**Text section**:
········

If there’s one word that people tend to use to describe Hinds, it’s ‘fun’. Ever since they started to make a name for themselves back in 2014 with some charmingly lo-fi demos and a string of joyfully chaotic gigs, everything that the Madrid quartet have done seems to have been shot through with a glorious sense of pure enjoyment. Even when they were legally forced to change their name from Deers (following objections from the Canadian band The Dears), they did so with a charmingly self-effacing hand-written note proclaiming “Let’s take this with a smile”.
And there’s certainly a lot of smiles to be had listening to their debut album, Leave Me Alone. It’s the sound of four friends who have obviously spent a lot of time together hanging out and playing music, and that chemistry is in evidence from the first rallying cry of “I can take you dancing” on the opening track Garden. The vocals between Carlotta Cosials and Ana Perrote blend together perfectly, while the music is jangly, fuzzy and, yes, fun. It may not be the most original racket you’ll hear all year, but it’s one of the most intoxicating. At their best, Hinds are the sort of band who make you want to go out, buy a guitar and form a band with some friends – the infectiously catchy San Diego bustles with energy and attitude, while the reverb-soaked guitar riffs and vocal interplay of Bamboo still sounds as good as it did when first released on their debut EP.

········

[Records taken from a collection]
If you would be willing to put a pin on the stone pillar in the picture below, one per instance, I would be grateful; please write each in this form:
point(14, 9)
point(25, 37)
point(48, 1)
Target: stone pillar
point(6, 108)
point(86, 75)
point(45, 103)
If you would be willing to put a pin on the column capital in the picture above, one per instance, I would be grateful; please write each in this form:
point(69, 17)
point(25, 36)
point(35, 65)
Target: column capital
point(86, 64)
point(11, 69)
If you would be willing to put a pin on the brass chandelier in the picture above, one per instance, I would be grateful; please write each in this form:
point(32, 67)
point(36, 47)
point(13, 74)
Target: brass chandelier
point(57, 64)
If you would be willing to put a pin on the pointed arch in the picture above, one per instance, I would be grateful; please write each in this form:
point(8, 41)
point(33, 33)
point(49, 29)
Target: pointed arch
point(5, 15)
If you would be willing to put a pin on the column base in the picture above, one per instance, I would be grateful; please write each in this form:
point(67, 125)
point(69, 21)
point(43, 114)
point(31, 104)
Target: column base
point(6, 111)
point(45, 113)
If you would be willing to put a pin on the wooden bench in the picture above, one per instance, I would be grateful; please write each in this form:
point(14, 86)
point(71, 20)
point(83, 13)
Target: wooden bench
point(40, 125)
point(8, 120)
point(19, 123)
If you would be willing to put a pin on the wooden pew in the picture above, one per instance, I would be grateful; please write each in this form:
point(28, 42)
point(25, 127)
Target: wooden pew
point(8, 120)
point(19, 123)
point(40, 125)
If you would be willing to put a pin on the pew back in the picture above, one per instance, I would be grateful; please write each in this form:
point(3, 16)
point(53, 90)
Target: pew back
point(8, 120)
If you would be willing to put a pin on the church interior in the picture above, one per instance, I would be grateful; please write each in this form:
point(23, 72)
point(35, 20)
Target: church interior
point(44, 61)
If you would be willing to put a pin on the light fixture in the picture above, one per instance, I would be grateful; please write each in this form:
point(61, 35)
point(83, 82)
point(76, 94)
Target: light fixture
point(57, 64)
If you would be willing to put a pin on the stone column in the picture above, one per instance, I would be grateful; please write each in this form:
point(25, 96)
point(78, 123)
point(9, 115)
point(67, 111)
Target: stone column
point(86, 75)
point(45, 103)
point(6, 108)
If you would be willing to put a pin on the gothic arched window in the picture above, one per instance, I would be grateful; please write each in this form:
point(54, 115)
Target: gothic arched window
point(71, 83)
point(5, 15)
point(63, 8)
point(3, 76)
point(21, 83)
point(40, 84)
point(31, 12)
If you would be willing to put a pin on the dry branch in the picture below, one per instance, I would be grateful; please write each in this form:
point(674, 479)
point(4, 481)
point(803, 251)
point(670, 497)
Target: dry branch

········

**About this exercise**: Return the whole Hinds album review word for word. None of the records matter here.

**Solution to the problem**:
If there’s one word that people tend to use to describe Hinds, it’s ‘fun’. Ever since they started to make a name for themselves back in 2014 with some charmingly lo-fi demos and a string of joyfully chaotic gigs, everything that the Madrid quartet have done seems to have been shot through with a glorious sense of pure enjoyment. Even when they were legally forced to change their name from Deers (following objections from the Canadian band The Dears), they did so with a charmingly self-effacing hand-written note proclaiming “Let’s take this with a smile”.
And there’s certainly a lot of smiles to be had listening to their debut album, Leave Me Alone. It’s the sound of four friends who have obviously spent a lot of time together hanging out and playing music, and that chemistry is in evidence from the first rallying cry of “I can take you dancing” on the opening track Garden. The vocals between Carlotta Cosials and Ana Perrote blend together perfectly, while the music is jangly, fuzzy and, yes, fun. It may not be the most original racket you’ll hear all year, but it’s one of the most intoxicating. At their best, Hinds are the sort of band who make you want to go out, buy a guitar and form a band with some friends – the infectiously catchy San Diego bustles with energy and attitude, while the reverb-soaked guitar riffs and vocal interplay of Bamboo still sounds as good as it did when first released on their debut EP.